**Instructions to follow**
Extend the article below about the 1996 KBS television series Papa, starting right after its final sentence.

**Excerpted passage**
- Hangul: 파파
- RR: Papa
- MR: P'ap'a
- Genre: Romance Drama Family
- Written by: Oh Soo-yeon
- Directed by: Jeon Ki-sang
- Starring: Bae Yong-joon Lee Young-ae
- Opening theme: "Papa" by Park Jung-chul
- Ending theme: "Papa, Come Vorrei"
- Country of origin: South Korea
- Original language: Korean
- No. of seasons: 1
- No. of episodes: 18

Production
- Producer: Jun Ki-sang
- Production location: South Korea
- Running time: 50 minutes

Original release
- Network: Korean Broadcasting System
- Release: January 3 – February 29, 1996

Related
- Salut D'Amour (TV series)

= Papa (TV series) =

1996 South Korean television series

Papa is a 1996 South Korean television series that aired on KBS2 from January 3 to February 29, 1996 with a total of 18 episodes.

==Synopsis==
===Prologue===
The prologue of the story is not shown in the first episode, but is revealed through flashbacks in various parts of the drama series, notably when a character is thinking about his past experiences.

Choi Hyun-joon was a university student who met Han Se-yung and fell in love, during his years in a university. Se-yung became pregnant with Se-Byeol prior to their marriage. Their friend, Hye-min, was secretly in love with Choi and frequently met with Choi to assist his writing. Se-yung often saw the couple in intimate conversations sharing laughter etc., right until Hye-min decided to go to America to further her studies, due in part to relation problems which developed between Choi and Han. Han later decided to file a divorce with Choi shortly after.

**Information**
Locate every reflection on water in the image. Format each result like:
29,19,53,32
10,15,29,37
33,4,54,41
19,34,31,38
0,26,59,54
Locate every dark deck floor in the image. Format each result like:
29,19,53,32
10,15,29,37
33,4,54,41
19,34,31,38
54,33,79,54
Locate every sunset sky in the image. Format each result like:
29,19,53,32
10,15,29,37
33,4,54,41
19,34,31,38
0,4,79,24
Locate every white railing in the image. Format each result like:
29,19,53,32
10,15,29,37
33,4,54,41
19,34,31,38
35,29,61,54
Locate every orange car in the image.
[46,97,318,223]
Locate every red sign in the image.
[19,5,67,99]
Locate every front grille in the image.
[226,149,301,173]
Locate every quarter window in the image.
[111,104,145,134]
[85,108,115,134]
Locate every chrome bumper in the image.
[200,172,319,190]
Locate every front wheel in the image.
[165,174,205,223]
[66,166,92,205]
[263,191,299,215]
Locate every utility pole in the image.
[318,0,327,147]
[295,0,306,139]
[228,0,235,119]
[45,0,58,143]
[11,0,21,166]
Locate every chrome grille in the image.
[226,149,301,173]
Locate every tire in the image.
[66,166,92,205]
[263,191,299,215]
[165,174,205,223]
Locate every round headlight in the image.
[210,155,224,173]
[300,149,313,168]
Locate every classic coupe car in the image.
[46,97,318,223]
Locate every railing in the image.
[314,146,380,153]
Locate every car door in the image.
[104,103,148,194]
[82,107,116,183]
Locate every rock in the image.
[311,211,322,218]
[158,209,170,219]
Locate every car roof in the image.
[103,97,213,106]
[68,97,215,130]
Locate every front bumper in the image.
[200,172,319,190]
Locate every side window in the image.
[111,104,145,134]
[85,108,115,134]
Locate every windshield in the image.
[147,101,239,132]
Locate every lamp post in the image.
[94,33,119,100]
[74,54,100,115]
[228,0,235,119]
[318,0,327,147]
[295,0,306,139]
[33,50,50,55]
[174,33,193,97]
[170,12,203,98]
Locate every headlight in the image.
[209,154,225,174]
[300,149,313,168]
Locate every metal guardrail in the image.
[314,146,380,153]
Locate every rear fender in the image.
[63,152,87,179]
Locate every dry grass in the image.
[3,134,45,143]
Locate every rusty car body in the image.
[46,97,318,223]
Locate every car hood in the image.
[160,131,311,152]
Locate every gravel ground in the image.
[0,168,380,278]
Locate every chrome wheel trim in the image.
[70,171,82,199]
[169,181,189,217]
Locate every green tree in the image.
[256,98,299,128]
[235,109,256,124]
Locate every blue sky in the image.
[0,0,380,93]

**Answer for this exercise**
===Episodes 1-8===
Hyun-joon, a university professor and a best-selling novelist, who is the father of a six-year-old daughter, lived with his two roommates who are his friend and ex-brother-in-law, Han In-pyo. Han In-pyo is a loafer who frequently hangs out with his girlfriends and squanders away his time at home on music, movies, and calling girlfriends. He came to live in Choi's house immediately after his water supply was cut off while washing his face. In-pyo's water supply and electricity were cut off for he had owed the electrical supply board a large sum of unpaid fees.

A conflict happened when In-pyo met Yong Gong, who also appeared after renting a room from Choi. He tried to punch Gong, as he (mistakenly) was angry at Gong for flirting with Se-yung at the bar, and letting her off altogether by boarding a taxi by herself. Se-yung was surprised to find Gong in Choi's house as well as a son.

His friend, Yong Gong, was a widower who worked as a Chinese physician. His wife died the previous year (1995) after a car accident. Yong Gong also had a naughty and greedy son, Jae-hong. Yong Gong eventually fell in love with Yoon Hye-won, a pharmacist who doted on his son. They first met after Hye-won brought Jae-hung into her pharmacy as he ran, fell, and injured himself when he was following Hye-won doing exercises.

On the other hand, In-pyo, fells in love with a kindergarten teacher, who happened to be the teacher of the children of Hyun-joon and Yong Gong. They first met outside a fashion shop. In-pyo first attracted her attention by splashing a puddle of dirty water with his car onto her pants. They later met again while meeting Jee-yeong, and again at the kindergarten where his niece Se-Byeol and Jae-hung are students. At the kindergarten, In-pyo tried to attract her attention by criticizing her attitude and dress as a teacher from what he saw the previous day, in front of her colleagues. Han In-pyo felt jubilant after that, but the children protested by highlighting their risk of being transferred out to another school. The kids told their fathers of Han In-pyo's conduct at the kindergarten, both of whom demanded him to apologize to the teacher.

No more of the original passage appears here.